# start of PAGE

# Polishing Torrington deco stem



## chitown (Feb 19, 2012)

I was told, or read here somewhere, that the Torrington deco stems were pot metal and could not be polished. So being told I can't do something was a perfect reason for me to give it a shot.

Came out pretty good I think. I used some scuffing pads on my dremel, starting with a rough grit and ending with the fine. Then used some rubbing compound and 0000 steel wool. Next was the polishing pad (5"sold for a grinder) I have rigged on my cordless drill (18volt DeWalt). Final polish with my dremel and polishing pads and compounds. I tried not to sand too much on the first rough grit as I wanted some of the casting details to still show.

Before:
View attachment 42721 View attachment 42722

After 1st pass with dremel:
View attachment 42723

After:
View attachment 42724 View attachment 42725 View attachment 42726


----------



## scrubbinrims (Feb 19, 2012)

Wow, all mine look like your before pics and it's amazing you got that kind of shine out of it.
I took some notes  on your maiden voyage to try it myself.
Chris


----------



## chitown (Feb 19, 2012)

# end of PAGE
# start of LISTED RECORDS

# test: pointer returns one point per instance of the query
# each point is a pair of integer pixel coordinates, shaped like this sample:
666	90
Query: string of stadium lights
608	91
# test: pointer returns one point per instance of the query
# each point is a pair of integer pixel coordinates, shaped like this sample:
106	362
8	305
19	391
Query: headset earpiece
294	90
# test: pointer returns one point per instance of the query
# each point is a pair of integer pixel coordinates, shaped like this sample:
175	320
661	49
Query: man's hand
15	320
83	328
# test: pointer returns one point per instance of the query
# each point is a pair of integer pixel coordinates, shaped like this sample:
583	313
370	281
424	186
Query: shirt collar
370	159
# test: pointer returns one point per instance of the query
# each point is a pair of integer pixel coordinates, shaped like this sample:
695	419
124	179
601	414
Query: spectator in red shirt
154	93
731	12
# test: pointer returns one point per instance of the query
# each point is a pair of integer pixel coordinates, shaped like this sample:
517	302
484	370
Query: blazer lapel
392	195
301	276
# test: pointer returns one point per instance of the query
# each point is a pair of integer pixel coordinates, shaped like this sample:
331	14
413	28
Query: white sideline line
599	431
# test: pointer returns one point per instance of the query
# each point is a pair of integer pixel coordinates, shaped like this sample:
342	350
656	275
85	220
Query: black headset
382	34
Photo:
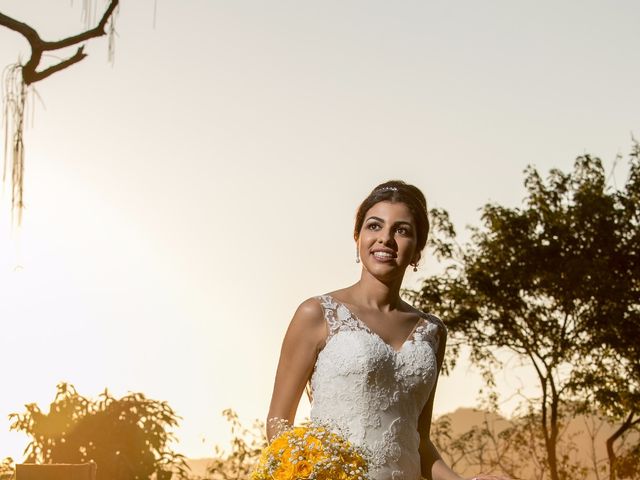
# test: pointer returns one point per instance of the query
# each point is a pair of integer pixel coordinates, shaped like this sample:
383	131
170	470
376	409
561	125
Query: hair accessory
389	187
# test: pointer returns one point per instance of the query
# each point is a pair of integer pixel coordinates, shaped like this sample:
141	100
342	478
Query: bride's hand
490	477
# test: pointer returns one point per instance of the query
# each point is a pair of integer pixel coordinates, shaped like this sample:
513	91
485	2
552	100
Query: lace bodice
371	393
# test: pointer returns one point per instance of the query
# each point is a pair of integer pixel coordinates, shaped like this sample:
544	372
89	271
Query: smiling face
387	243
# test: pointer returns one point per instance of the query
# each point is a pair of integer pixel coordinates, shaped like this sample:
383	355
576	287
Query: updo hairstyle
398	191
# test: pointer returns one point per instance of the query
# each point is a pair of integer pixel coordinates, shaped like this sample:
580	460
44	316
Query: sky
182	202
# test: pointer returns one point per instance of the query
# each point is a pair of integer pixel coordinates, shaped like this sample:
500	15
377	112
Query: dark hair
397	191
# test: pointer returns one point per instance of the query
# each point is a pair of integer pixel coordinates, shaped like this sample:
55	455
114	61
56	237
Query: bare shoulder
434	319
310	313
308	327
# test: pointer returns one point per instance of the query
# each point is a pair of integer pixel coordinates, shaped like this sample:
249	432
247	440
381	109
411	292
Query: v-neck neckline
372	332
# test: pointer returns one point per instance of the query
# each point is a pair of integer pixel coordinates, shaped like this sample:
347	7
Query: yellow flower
301	452
303	469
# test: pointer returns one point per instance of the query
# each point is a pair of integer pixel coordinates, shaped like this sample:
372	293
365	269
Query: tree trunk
626	425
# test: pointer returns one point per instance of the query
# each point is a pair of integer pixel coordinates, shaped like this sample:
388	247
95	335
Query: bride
371	360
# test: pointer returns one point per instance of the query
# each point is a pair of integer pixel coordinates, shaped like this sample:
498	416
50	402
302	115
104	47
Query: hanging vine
18	80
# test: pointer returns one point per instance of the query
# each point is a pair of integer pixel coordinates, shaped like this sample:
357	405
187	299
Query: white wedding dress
372	394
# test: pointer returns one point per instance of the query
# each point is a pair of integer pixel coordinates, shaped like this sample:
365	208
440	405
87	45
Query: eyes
402	230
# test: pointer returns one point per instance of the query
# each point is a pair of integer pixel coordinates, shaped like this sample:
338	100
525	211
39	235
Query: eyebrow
382	221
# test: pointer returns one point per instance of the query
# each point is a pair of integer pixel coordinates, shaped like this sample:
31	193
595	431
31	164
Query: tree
127	438
19	77
246	446
553	282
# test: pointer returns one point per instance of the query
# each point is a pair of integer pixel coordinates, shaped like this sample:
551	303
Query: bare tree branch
38	46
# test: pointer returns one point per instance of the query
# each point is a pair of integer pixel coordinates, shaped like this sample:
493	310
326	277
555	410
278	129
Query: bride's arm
303	340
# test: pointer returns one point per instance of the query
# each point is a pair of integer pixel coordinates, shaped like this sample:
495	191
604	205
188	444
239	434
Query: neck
378	294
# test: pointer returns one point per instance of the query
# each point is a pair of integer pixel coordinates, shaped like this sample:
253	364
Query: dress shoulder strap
432	329
330	312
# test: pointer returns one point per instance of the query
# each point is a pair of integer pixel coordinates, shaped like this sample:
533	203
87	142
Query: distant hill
588	433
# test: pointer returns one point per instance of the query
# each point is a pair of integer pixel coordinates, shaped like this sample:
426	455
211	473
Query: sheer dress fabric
372	394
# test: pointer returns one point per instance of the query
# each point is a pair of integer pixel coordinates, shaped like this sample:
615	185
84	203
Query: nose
385	235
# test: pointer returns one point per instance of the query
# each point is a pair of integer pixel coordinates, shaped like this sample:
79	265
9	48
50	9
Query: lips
383	255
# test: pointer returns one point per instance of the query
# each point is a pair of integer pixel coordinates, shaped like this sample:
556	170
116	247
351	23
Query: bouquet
310	452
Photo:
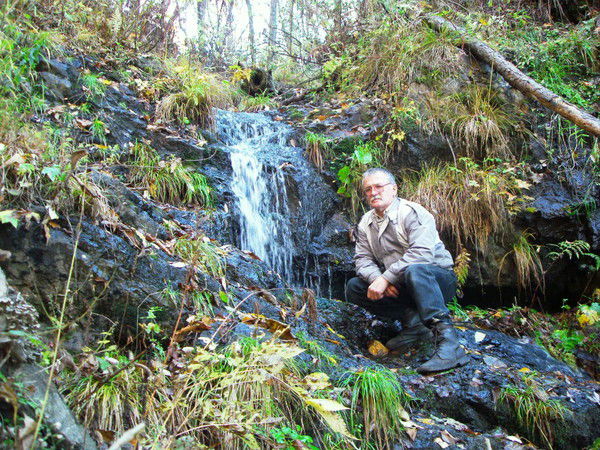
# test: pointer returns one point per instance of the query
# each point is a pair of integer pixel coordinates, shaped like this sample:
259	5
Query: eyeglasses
374	188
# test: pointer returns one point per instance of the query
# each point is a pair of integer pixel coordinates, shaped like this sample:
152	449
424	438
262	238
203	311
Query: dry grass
193	95
527	261
476	120
394	55
469	203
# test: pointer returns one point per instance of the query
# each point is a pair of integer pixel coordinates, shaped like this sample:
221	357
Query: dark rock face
57	414
118	276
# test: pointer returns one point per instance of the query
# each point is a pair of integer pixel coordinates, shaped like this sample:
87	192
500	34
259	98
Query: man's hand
377	288
391	291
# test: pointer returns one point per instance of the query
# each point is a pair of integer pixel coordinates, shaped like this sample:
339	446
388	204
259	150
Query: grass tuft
471	202
201	252
168	181
193	94
534	411
380	397
317	148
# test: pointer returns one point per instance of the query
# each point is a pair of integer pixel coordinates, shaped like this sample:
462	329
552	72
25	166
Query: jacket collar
390	211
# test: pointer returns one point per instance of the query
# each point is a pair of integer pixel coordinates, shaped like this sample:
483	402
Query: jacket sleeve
422	239
366	266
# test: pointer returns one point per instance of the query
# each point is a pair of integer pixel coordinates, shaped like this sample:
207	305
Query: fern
571	249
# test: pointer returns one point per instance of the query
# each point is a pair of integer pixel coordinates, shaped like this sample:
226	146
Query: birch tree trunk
272	31
251	32
290	39
518	79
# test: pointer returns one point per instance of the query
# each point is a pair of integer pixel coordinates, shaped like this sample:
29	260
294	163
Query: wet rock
18	319
56	87
57	414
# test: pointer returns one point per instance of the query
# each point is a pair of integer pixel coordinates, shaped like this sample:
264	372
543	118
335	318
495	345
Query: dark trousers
424	293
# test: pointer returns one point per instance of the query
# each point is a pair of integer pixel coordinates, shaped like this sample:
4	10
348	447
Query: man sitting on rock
405	272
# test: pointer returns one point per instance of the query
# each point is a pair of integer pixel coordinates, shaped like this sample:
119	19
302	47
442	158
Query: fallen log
517	79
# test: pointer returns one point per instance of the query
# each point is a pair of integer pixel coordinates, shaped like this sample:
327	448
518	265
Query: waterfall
264	215
280	200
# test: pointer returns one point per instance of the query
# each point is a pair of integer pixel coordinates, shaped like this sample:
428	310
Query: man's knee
417	271
356	289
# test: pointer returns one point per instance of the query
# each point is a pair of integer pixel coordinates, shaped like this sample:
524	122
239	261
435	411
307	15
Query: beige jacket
407	235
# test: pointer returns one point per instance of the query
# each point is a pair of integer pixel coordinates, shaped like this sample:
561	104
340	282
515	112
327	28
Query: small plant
317	148
350	175
527	261
168	181
290	437
98	130
573	250
257	103
193	95
471	202
534	411
315	349
93	84
107	396
379	399
202	253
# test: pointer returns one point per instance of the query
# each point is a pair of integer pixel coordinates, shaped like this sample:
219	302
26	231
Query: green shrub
192	96
168	181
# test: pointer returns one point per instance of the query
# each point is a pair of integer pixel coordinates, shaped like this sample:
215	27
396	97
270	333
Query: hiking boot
448	353
410	337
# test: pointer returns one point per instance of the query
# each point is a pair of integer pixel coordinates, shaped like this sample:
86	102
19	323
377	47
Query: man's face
379	192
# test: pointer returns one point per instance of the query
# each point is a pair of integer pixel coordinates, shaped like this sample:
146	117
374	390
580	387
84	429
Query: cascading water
264	216
280	201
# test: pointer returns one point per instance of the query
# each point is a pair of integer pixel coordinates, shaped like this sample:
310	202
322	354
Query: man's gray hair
379	171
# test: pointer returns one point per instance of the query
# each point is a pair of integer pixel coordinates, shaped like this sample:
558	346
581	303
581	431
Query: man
405	272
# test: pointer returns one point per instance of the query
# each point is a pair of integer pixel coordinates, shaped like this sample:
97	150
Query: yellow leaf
336	423
324	404
376	348
317	380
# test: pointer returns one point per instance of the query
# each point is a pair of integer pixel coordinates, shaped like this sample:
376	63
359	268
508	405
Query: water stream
280	202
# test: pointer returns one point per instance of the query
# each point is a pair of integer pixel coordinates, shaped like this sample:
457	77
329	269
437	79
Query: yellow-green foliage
476	119
527	261
534	411
230	398
378	401
316	148
391	56
167	181
469	201
203	253
109	395
192	95
256	103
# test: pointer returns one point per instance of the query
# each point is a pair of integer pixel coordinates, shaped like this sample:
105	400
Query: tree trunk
518	79
227	38
272	31
337	16
290	37
202	8
251	32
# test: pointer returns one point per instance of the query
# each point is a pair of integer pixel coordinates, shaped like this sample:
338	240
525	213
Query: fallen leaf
76	156
441	443
274	326
447	437
8	394
377	349
317	380
411	433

# end of LISTED RECORDS

THINGS TO DO:
• A. How many lines of the listing contain the word "headset"? Tally them and give only the number.
• B. Write the next part of the forum thread on polishing the Torrington deco stem, picking up right after its last line.
The thread and the listing come from unrelated sources.

THE REPLIES:
• A. 2

• B.
Here's pics of the tools.

With the abrasive buffs, I use the coarse one only briefly and with a light hand. If you stay in one spot and lay into it you can create some waves in the surface. Just go enough to get the to the pits in the surface. Repeat with the medium pad. Then I went through 2 fine buff pads getting the surface to a dull polish, you can lay into it pretty good with the fine grit pads and get all the scratch marks out with it. In fact I was liking the way it looked after hand buffing with the steel wool stage.

View attachment 42790 View attachment 42791


----------



## wigditty (Feb 19, 2012)

*Torrington gooseneck*

The one I bought was cast aluminum, and I was able to polish to that of a mirror.  Keep polishing!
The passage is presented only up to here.